Passage to read:
To connect to the API, there are a few endpoints you can use depending on your use case. The primary way these endpoints differ is in the format of the response.
The Ollama endpoint is https://genai.rcac.purdue.edu/ollama/api/chat.
For a streaming response, this will return results formated like:
{"model":"llama3.1:latest","created_at":"2024-11-15T18:19:55.588019874Z","message":{"role":"assistant","content":"I"},"done":false}
For an OpenAI API-compatible response, use https://genai.rcac.purdue.edu/api/chat/completions
For a streaming response, this will return results formated like:
data: {"id":"chatcmpl-808","object":"chat.completion.chunk","created":1731694445,"model":"llama3.1:latest","system_fingerprint":"fp_ollama","choices":[{"index":0,"delta":{"role":"assistant","content":"I"},"finish_reason":null}]}
To use either of the endpoints, insert your chosen endpoint and API key in the example Python code below:
url = {insert chosen endpoint here}
headers = {
"Authorization": f"Bearer {jwt_token_or_api_key}",
"Content-Type": "application/json"
}
body = {
"model": "llama3.1:latest",
"messages": [
{
"role": "user",
"content": "What is your name?"
}
],
"stream": True
}
response = requests.post(url, headers=headers, json=body)
if response.status_code == 200:
print(response.text)
else:
raise Exception(f"Error: {response.status_code}, {response.text}")
This will return output in a JSON format along with metadata.

Data:
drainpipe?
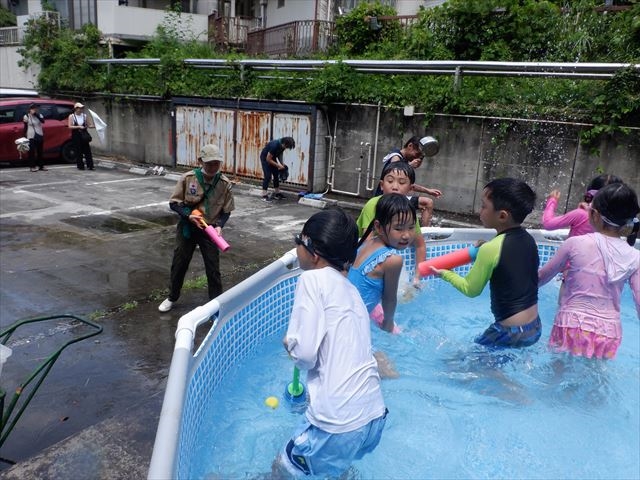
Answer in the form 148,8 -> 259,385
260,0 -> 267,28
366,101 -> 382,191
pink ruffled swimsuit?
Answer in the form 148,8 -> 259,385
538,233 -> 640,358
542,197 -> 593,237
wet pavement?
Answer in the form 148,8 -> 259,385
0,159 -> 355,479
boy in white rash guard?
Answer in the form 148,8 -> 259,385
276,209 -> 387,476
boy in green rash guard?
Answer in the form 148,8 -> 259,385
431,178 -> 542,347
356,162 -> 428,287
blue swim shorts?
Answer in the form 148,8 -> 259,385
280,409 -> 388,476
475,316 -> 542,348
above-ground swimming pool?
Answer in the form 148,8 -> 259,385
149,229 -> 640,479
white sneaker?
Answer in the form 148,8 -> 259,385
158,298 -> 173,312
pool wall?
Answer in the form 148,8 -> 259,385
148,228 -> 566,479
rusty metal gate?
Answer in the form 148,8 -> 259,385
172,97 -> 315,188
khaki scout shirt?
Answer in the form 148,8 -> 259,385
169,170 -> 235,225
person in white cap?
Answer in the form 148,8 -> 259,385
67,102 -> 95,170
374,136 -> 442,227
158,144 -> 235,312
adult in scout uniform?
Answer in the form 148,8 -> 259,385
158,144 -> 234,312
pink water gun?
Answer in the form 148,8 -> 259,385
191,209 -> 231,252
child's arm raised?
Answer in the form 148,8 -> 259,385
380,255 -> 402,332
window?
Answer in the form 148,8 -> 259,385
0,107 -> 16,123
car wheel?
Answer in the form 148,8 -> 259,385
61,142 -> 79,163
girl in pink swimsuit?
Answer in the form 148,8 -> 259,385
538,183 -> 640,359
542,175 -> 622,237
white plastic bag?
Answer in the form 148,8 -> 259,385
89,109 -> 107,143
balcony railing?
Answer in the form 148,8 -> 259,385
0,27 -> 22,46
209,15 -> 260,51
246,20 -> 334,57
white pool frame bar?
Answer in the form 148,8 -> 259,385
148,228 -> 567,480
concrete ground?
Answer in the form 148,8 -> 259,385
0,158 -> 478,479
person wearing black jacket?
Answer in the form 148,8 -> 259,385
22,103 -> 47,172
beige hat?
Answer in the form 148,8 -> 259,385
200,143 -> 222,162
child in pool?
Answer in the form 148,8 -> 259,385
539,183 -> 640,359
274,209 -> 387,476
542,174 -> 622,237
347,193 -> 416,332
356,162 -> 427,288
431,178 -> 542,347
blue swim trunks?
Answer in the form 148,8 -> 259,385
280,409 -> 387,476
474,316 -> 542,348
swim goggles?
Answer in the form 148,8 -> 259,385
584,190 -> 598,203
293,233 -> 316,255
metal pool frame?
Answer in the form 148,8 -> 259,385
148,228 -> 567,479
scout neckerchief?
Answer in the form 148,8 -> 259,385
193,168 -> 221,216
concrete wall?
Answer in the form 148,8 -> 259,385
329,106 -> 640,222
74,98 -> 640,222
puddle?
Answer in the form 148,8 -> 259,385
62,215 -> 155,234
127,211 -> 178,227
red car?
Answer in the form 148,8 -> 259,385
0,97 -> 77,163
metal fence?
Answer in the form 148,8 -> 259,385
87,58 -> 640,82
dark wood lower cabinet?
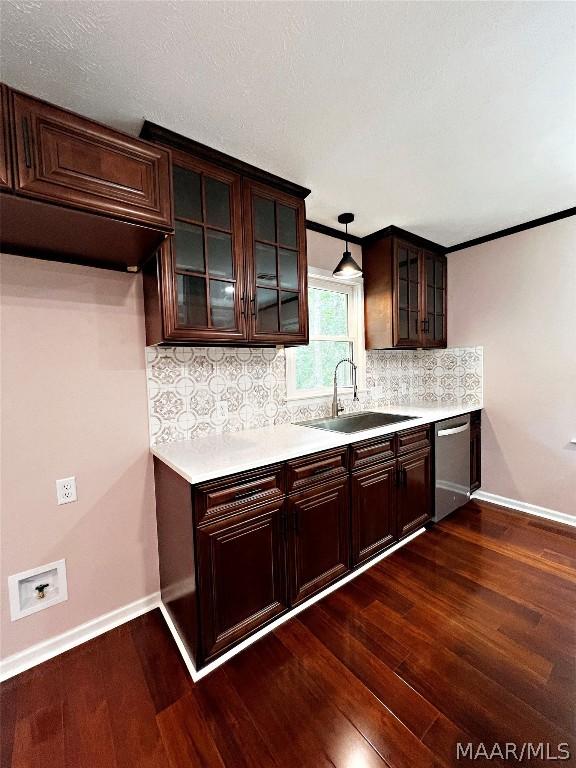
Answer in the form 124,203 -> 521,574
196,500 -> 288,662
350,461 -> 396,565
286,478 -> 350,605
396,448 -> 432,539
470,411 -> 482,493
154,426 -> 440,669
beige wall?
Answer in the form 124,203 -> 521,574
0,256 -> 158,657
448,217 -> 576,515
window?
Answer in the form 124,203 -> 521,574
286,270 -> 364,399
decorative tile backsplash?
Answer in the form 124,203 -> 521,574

Exercise aim: Using the passage on the API endpoints, explain in one to three sentences why a user would pick https://genai.rcac.purdue.edu/api/chat/completions instead of the Ollama endpoint.

Written solution: The endpoints differ mainly in the format of the response they return. A user would pick https://genai.rcac.purdue.edu/api/chat/completions to get an OpenAI API-compatible response, with streamed results formatted as "chat.completion.chunk" objects rather than in the Ollama format.